TASK OBJECTIVE: Convert the material below into a JSON list of strings, one string per line, leaving out any blank lines.
## BEGIN INPUT MATERIAL
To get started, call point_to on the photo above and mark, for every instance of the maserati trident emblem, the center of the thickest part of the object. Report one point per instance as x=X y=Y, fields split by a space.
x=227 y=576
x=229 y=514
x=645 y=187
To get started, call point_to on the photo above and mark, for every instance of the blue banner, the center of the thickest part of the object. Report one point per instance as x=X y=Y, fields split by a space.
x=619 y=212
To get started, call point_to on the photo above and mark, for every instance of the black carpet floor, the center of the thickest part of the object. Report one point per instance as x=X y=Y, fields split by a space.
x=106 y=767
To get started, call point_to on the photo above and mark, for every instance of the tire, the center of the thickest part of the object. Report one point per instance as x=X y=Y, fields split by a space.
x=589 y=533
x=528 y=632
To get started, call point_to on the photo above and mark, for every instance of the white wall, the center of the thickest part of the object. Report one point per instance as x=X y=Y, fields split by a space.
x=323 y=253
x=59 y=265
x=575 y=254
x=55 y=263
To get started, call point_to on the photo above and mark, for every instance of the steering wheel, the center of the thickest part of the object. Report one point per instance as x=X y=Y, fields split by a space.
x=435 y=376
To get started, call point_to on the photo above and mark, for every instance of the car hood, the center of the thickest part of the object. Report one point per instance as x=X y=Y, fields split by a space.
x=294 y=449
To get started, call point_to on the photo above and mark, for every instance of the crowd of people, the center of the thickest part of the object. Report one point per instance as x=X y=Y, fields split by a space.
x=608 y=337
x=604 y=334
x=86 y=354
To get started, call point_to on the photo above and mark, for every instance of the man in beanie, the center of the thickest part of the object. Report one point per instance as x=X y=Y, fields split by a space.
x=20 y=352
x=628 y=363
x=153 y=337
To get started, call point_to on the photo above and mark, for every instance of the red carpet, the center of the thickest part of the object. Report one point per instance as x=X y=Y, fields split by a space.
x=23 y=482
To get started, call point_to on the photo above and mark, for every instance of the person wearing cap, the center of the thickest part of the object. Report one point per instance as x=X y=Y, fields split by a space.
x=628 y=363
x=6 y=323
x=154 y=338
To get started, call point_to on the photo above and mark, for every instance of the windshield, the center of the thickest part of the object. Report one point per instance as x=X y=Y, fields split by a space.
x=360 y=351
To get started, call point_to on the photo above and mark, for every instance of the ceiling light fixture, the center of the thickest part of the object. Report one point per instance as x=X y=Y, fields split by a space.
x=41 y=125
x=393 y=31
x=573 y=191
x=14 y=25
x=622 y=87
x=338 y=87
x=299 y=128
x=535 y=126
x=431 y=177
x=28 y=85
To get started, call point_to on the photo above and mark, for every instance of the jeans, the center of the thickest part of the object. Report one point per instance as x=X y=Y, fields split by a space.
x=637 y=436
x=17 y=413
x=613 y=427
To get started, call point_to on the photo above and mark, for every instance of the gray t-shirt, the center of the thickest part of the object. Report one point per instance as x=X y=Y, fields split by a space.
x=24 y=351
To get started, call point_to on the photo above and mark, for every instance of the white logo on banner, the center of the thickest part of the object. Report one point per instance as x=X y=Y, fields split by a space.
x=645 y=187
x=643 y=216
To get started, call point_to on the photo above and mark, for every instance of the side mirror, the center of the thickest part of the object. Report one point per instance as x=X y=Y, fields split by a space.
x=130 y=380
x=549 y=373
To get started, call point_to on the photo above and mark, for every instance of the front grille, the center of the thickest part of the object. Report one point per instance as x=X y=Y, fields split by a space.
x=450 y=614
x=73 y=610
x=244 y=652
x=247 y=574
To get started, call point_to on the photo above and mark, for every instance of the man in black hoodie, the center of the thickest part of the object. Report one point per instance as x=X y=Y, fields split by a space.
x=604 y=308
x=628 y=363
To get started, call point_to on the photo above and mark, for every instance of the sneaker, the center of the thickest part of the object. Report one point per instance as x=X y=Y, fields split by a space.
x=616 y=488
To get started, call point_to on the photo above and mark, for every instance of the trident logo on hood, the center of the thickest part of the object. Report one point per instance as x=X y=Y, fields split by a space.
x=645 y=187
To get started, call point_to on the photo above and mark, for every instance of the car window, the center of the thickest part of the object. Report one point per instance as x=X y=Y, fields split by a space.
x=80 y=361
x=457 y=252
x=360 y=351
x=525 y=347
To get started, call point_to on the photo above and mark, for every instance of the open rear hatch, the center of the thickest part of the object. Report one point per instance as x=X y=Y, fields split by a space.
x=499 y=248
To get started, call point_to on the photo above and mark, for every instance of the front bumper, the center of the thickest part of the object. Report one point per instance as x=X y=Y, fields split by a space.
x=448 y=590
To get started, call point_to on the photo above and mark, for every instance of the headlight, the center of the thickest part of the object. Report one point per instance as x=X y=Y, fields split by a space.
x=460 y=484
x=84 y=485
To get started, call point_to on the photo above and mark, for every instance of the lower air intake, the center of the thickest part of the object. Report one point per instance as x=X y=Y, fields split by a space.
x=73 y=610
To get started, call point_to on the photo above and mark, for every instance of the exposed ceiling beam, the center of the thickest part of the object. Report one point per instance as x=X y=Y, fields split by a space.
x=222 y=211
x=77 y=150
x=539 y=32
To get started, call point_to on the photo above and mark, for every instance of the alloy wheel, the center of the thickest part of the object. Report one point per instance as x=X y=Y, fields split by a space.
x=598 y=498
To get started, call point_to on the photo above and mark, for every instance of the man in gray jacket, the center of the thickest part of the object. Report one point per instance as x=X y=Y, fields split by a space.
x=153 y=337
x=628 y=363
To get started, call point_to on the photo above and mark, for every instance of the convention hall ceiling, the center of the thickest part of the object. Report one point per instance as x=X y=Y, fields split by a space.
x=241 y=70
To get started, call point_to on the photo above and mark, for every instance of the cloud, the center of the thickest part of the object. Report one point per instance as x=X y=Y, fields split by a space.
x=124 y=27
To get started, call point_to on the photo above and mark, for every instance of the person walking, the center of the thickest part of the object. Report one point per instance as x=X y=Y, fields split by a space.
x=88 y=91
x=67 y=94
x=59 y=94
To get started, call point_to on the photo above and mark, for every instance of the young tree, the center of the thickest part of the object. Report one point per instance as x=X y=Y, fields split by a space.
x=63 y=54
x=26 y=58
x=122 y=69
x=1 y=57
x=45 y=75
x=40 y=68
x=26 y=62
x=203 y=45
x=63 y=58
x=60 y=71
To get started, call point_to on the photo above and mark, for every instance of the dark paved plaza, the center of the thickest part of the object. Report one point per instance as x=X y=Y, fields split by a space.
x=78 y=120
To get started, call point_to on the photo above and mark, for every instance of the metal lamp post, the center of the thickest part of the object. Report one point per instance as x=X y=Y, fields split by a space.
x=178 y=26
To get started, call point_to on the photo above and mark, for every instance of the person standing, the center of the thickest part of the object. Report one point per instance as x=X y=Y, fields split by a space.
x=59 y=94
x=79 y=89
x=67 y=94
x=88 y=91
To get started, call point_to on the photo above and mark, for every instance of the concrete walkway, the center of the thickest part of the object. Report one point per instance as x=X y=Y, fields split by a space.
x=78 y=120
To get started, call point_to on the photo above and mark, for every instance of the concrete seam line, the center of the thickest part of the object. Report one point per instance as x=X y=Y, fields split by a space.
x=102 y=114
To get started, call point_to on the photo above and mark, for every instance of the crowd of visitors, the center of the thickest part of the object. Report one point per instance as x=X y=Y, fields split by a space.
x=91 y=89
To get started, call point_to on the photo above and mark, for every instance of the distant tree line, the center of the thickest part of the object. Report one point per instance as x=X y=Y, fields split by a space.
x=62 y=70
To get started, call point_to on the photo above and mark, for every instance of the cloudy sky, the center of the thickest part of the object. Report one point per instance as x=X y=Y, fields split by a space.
## END INPUT MATERIAL
WRITTEN REPLY:
[
  "To get started, call point_to on the photo above and mark, for every instance of the maserati trident emblem, the center of the thickest part of the object. Report one point per instance as x=X y=Y, fields split by a space.",
  "x=227 y=576",
  "x=229 y=514",
  "x=645 y=187",
  "To get started, call point_to on the photo above and mark, for every instance of the blue banner, the center of the thickest part of the object. Report one point per instance as x=X y=Y, fields split by a space.",
  "x=619 y=212",
  "To get started, call point_to on the photo above and mark, for every instance of the black carpet floor, the center of the thickest part of the object. Report one point per instance as x=X y=Y, fields split by a space.",
  "x=106 y=767",
  "To get started, call point_to on the photo above and mark, for every instance of the tire, the center of the thickest part of the object. Report one point per instance as x=X y=Y, fields split by a space.",
  "x=589 y=533",
  "x=528 y=632",
  "To get started, call point_to on the photo above and mark, for every instance of the white wall, the center of the thickest part of the object. Report one point per instance as x=X y=Y, fields split by a space.",
  "x=323 y=253",
  "x=59 y=265",
  "x=575 y=254",
  "x=55 y=263",
  "To get started, call point_to on the photo above and mark, for every instance of the steering wheel, the center of the thickest part of the object. Report one point per instance as x=X y=Y, fields split by a space.",
  "x=435 y=376",
  "To get started, call point_to on the photo above and mark, for every instance of the car hood, the center of the thickest part of the object. Report one point per instance as x=X y=Y, fields split by a space.",
  "x=294 y=449",
  "To get started, call point_to on the photo above and mark, for every instance of the crowd of people, the center of the thickest part of the object. Report one point per instance as x=X y=Y, fields split by a space.",
  "x=608 y=337",
  "x=604 y=334",
  "x=86 y=354",
  "To get started, call point_to on the photo above and mark, for every instance of the man in beanie, the center of the thickest part of the object. Report one point per instance as x=X y=Y, fields split by a space.",
  "x=20 y=352",
  "x=628 y=363",
  "x=153 y=337",
  "To get started, call point_to on the photo above and mark, for every instance of the red carpet, the center of the thickest part of the object. Report one point per instance as x=X y=Y, fields split by a space.",
  "x=23 y=482",
  "To get started, call point_to on the photo above and mark, for every instance of the person wearing cap, the center of the thickest part of the object. Report one point per instance as x=X y=Y, fields split by a space.",
  "x=628 y=363",
  "x=6 y=323",
  "x=154 y=338",
  "To get started, call point_to on the photo above and mark, for every instance of the windshield, the center of the thickest part of the object. Report one point per instance as x=X y=Y, fields split by a space.",
  "x=360 y=351",
  "To get started, call point_to on the photo above and mark, for every instance of the ceiling light fixture, the center of the thickest part of the object. Report one point per instance as x=X y=Y, fields split by a space.",
  "x=41 y=125",
  "x=393 y=31",
  "x=573 y=191",
  "x=14 y=25",
  "x=622 y=87",
  "x=338 y=87",
  "x=299 y=128",
  "x=535 y=126",
  "x=431 y=177",
  "x=28 y=85",
  "To get started, call point_to on the photo above and mark, for every instance of the jeans, the center of the thickest part of the object. Report one point per instance as x=X y=Y, fields split by a space.",
  "x=637 y=436",
  "x=17 y=413",
  "x=613 y=427",
  "To get started, call point_to on the photo above and mark, for every instance of the gray t-shirt, the center of the thickest part of the object. Report one point per instance as x=X y=Y, fields split by a space.",
  "x=24 y=351",
  "To get started, call point_to on the photo above and mark, for every instance of the white logo on banner, the center of the thickest part of the object. Report one point per instance as x=X y=Y, fields split by a space.",
  "x=645 y=187",
  "x=643 y=216",
  "To get started, call point_to on the photo above and mark, for every instance of the side mirror, the center of the thickest part of the object. Report one point per instance as x=X y=Y, fields split by a space.",
  "x=130 y=380",
  "x=549 y=373",
  "To get started, call point_to on the photo above and mark, for every instance of the front grille, the center of the thickest part of the object. Report one point per instance as x=X y=Y, fields split by a space.",
  "x=450 y=614",
  "x=73 y=610",
  "x=244 y=652",
  "x=247 y=574",
  "To get started, call point_to on the photo above and mark, for every instance of the man in black hoodie, the center of the thickest part of the object. Report one point per instance as x=X y=Y, fields split by a space.",
  "x=604 y=308",
  "x=628 y=363",
  "To get started, call point_to on the photo above and mark, for every instance of the sneaker, the center of the thickest part of the object. Report one point per instance as x=X y=Y, fields split by a space.",
  "x=616 y=488",
  "To get started, call point_to on the photo above and mark, for every instance of the trident logo on hood, the center of the thickest part of the object. Report one point per instance as x=X y=Y, fields split by a space.",
  "x=645 y=187",
  "To get started, call point_to on the photo above and mark, for every instance of the car window, the center of the thickest part of the object. Report one point per instance as x=X y=Y, fields split by a space.",
  "x=80 y=361",
  "x=457 y=252",
  "x=360 y=351",
  "x=525 y=347",
  "To get started, call point_to on the photo above and mark, for every instance of the open rear hatch, the center of the thickest part of the object. Report one point per instance as x=X y=Y, fields split by a space.",
  "x=499 y=248",
  "To get started, call point_to on the photo above and mark, for every instance of the front bumper, the center of the thickest part of the object. Report one point per instance as x=X y=Y, fields split by a space.",
  "x=448 y=590",
  "To get started, call point_to on the photo above and mark, for every instance of the headlight, the center of the thickest part of the object. Report one point per instance as x=X y=Y, fields split by a space.",
  "x=460 y=484",
  "x=84 y=485",
  "To get started, call point_to on the photo above and mark, for every instance of the lower air intake, the center of the thickest part of the object. Report one point per instance as x=X y=Y, fields split by a space.",
  "x=73 y=610",
  "To get started, call point_to on the photo above and mark, for every instance of the exposed ceiling beam, the center of the thickest part of the object. Report one point per instance as x=X y=Y, fields split by a space.",
  "x=222 y=211",
  "x=77 y=150",
  "x=539 y=32",
  "To get started, call point_to on the photo above and mark, for every instance of the alloy wheel, the center of the thickest part of the object. Report one point per instance as x=X y=Y, fields split by a space.",
  "x=598 y=498",
  "To get started, call point_to on the photo above and mark, for every instance of the man in gray jacket, the center of the thickest part of the object. Report one point per instance as x=X y=Y, fields split by a space.",
  "x=153 y=337",
  "x=628 y=363",
  "To get started, call point_to on the photo above and mark, for every instance of the convention hall ceiling, the center of the thickest part of the object. Report one point per instance as x=X y=Y, fields split by a space.",
  "x=241 y=70",
  "To get started, call point_to on the photo above and mark, for every instance of the cloud, the center of the thickest part of the object. Report one point per instance as x=X y=Y, fields split by a space.",
  "x=124 y=27",
  "To get started, call point_to on the photo above and mark, for every instance of the person walking, the center of the thickest part of the object. Report one point per instance as x=X y=Y, fields split by a space.",
  "x=88 y=91",
  "x=67 y=94",
  "x=59 y=94",
  "To get started, call point_to on the photo above and mark, for every instance of the young tree, the center of the thickest part of the object. Report one point per instance as x=X y=Y, fields split by a space.",
  "x=63 y=54",
  "x=26 y=58",
  "x=122 y=69",
  "x=1 y=57",
  "x=45 y=75",
  "x=40 y=68",
  "x=26 y=62",
  "x=203 y=45",
  "x=63 y=58",
  "x=60 y=71",
  "To get started, call point_to on the photo above and mark, for every instance of the dark paved plaza, the center of the thickest part of the object. Report one point per instance as x=X y=Y, fields split by a space.",
  "x=78 y=120",
  "To get started, call point_to on the photo above and mark, for every instance of the metal lamp post, the center of the thickest part of the object. Report one point per instance as x=X y=Y, fields split by a space.",
  "x=178 y=26",
  "To get started, call point_to on the photo above and mark, for every instance of the person standing, the center of the thickest part of the object. Report one point per instance as x=X y=Y, fields split by a space.",
  "x=59 y=94",
  "x=79 y=89",
  "x=67 y=94",
  "x=88 y=91",
  "To get started, call point_to on the photo above and mark, for every instance of the concrete walkway, the center of the thickest part of the object. Report one point per instance as x=X y=Y, fields split by a space.",
  "x=78 y=120",
  "To get started, call point_to on the photo above and mark, for every instance of the concrete seam line, the center of the thickest part of the object. Report one point per instance as x=X y=Y, fields split by a space.",
  "x=102 y=114",
  "To get started, call point_to on the photo above and mark, for every instance of the crowd of visitors, the center of the thickest part of the object. Report one point per instance as x=X y=Y, fields split by a space.",
  "x=91 y=89",
  "To get started, call point_to on the photo above and mark, for every instance of the distant tree line, the center of the thickest part of the object. Report one point per instance as x=X y=Y, fields split by a space.",
  "x=62 y=70",
  "To get started, call point_to on the photo above and mark, for every instance of the cloudy sky, the center of the thickest part of the object. Report one point per instance as x=X y=Y, fields split by a space."
]